# Request:
Copy out every line of the listing below word for word, keeping every line in its original order.

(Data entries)
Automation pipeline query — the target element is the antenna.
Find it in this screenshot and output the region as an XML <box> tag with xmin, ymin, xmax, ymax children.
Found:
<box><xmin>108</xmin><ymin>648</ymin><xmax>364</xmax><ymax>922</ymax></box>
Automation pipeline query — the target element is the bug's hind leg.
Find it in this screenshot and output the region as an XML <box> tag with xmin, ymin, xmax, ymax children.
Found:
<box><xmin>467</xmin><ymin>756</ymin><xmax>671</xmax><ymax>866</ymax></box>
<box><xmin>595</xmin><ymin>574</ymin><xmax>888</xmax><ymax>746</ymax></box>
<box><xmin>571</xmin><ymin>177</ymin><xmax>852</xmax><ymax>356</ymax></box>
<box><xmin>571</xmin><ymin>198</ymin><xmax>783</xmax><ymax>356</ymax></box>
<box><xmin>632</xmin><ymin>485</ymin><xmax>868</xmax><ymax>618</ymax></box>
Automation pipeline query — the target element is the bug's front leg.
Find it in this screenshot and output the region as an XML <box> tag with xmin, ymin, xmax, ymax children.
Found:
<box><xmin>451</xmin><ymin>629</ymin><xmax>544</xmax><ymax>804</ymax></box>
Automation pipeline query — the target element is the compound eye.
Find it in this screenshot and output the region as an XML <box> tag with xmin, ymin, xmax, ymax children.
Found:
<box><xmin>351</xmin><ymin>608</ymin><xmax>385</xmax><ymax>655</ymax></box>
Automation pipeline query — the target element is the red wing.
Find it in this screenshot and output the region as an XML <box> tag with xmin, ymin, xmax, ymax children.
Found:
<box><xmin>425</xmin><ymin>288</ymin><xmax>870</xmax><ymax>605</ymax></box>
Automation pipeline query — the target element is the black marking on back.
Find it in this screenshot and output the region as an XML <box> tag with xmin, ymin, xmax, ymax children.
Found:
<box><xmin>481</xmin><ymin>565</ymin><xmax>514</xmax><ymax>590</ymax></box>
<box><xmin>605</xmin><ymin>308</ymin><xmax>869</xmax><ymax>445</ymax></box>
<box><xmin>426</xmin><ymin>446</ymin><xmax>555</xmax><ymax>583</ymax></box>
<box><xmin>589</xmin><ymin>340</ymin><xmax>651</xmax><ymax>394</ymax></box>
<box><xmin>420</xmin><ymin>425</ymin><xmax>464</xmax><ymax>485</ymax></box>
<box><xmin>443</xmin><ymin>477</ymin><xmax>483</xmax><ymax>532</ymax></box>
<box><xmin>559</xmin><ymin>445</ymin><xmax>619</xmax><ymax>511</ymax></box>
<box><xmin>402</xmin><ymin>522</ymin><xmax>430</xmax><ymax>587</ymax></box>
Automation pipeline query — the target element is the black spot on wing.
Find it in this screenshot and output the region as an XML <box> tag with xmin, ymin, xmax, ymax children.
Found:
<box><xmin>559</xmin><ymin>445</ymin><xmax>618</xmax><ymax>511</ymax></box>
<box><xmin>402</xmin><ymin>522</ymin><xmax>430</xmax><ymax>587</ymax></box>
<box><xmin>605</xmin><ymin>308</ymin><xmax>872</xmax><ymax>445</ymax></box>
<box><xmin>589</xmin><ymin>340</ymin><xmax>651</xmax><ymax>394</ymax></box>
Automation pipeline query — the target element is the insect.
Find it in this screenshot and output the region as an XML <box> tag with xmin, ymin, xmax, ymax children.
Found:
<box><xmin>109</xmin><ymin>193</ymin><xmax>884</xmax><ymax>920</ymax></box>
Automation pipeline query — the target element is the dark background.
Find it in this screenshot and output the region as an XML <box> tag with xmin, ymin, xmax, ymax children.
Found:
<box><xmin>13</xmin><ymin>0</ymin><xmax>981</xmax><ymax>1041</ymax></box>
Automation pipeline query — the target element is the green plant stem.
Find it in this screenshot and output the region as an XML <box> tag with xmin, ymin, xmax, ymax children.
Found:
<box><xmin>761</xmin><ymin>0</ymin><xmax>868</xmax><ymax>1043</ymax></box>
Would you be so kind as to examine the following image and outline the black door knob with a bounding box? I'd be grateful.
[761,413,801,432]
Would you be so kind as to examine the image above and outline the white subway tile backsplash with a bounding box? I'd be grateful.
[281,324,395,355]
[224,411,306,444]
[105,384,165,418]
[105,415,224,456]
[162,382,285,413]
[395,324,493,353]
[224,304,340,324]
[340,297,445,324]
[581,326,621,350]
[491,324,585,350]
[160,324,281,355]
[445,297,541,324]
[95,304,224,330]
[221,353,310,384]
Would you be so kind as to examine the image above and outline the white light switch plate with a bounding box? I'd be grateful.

# Result for this task:
Automation pipeline query — the target element is the antenna.
Find it in this screenshot and output the region as an XML <box> tag with xmin, ymin, xmax, ymax children.
Found:
<box><xmin>108</xmin><ymin>648</ymin><xmax>364</xmax><ymax>922</ymax></box>
Automation pipeline query — the target element is the bug's hind leg.
Find it in this screenshot and output the region as an XML <box> tag with xmin, ymin, xmax, ymax children.
Found:
<box><xmin>467</xmin><ymin>756</ymin><xmax>671</xmax><ymax>866</ymax></box>
<box><xmin>595</xmin><ymin>574</ymin><xmax>888</xmax><ymax>746</ymax></box>
<box><xmin>571</xmin><ymin>177</ymin><xmax>852</xmax><ymax>356</ymax></box>
<box><xmin>571</xmin><ymin>198</ymin><xmax>783</xmax><ymax>356</ymax></box>
<box><xmin>632</xmin><ymin>485</ymin><xmax>868</xmax><ymax>618</ymax></box>
Automation pipeline query — the target element is the bug's front leg.
Find it in this screenshot and output the region as an XML <box> tag with xmin, ymin, xmax, ymax children.
Found:
<box><xmin>451</xmin><ymin>629</ymin><xmax>544</xmax><ymax>804</ymax></box>
Automation pipeline query — the target element is the compound eye.
Find it in this screenshot and output the region as an XML <box> tag with xmin, ymin, xmax, ymax children.
Found:
<box><xmin>351</xmin><ymin>608</ymin><xmax>385</xmax><ymax>655</ymax></box>
Automation pipeline query — the target element is the red wing.
Find it in this screenshot and output the region as an XML <box> tag with xmin, ymin, xmax, ymax children.
Found:
<box><xmin>425</xmin><ymin>288</ymin><xmax>870</xmax><ymax>605</ymax></box>
Automation pipeline query — the target element is the black marking on back.
Find it in this screenshot and output the region as an XML <box> tag with xmin, ymin, xmax, ymax children.
Found:
<box><xmin>481</xmin><ymin>565</ymin><xmax>514</xmax><ymax>590</ymax></box>
<box><xmin>605</xmin><ymin>308</ymin><xmax>869</xmax><ymax>445</ymax></box>
<box><xmin>426</xmin><ymin>446</ymin><xmax>555</xmax><ymax>583</ymax></box>
<box><xmin>589</xmin><ymin>340</ymin><xmax>651</xmax><ymax>394</ymax></box>
<box><xmin>420</xmin><ymin>425</ymin><xmax>464</xmax><ymax>485</ymax></box>
<box><xmin>443</xmin><ymin>477</ymin><xmax>483</xmax><ymax>532</ymax></box>
<box><xmin>559</xmin><ymin>445</ymin><xmax>619</xmax><ymax>511</ymax></box>
<box><xmin>402</xmin><ymin>522</ymin><xmax>430</xmax><ymax>587</ymax></box>
Automation pipeline query — the target element is the black spot on wing.
Find it in this screenshot and output the region as an XML <box> tag with xmin, ymin, xmax, ymax children.
Found:
<box><xmin>559</xmin><ymin>445</ymin><xmax>618</xmax><ymax>511</ymax></box>
<box><xmin>402</xmin><ymin>522</ymin><xmax>430</xmax><ymax>587</ymax></box>
<box><xmin>605</xmin><ymin>308</ymin><xmax>872</xmax><ymax>445</ymax></box>
<box><xmin>589</xmin><ymin>340</ymin><xmax>651</xmax><ymax>394</ymax></box>
Automation pipeline query — the target element is the insect.
Find it in this screenshot and output the region as an XML <box> tag with xmin, ymin, xmax, ymax children.
Found:
<box><xmin>109</xmin><ymin>193</ymin><xmax>884</xmax><ymax>920</ymax></box>
Automation pipeline query — the target element is the dark background.
Find it in this screenshot and output the region as an XML <box> tag with xmin, ymin, xmax, ymax children.
Found:
<box><xmin>13</xmin><ymin>0</ymin><xmax>981</xmax><ymax>1041</ymax></box>
Automation pipeline query — the target element is the green plant stem.
Find it in this screenshot and output the region as an XML <box> tag with xmin, ymin, xmax, ymax children.
Found:
<box><xmin>761</xmin><ymin>0</ymin><xmax>868</xmax><ymax>1043</ymax></box>
Would you be so kind as to examine the following image and outline the black door knob with a bounding box? I'd be grateful.
[761,413,801,432]
Would you be so kind as to examine the image above and outline the white subway tile backsplash with a bounding box? I'd be grateful.
[281,324,395,355]
[224,411,306,444]
[105,384,165,418]
[105,415,224,456]
[162,382,285,413]
[395,324,493,353]
[224,304,340,324]
[340,297,445,324]
[581,326,621,350]
[491,324,585,350]
[160,324,281,355]
[445,297,541,324]
[95,304,224,330]
[221,353,310,384]
Would you be so kind as to examine the image above and outline the white light switch plate with a bounding box? I'd be grateful.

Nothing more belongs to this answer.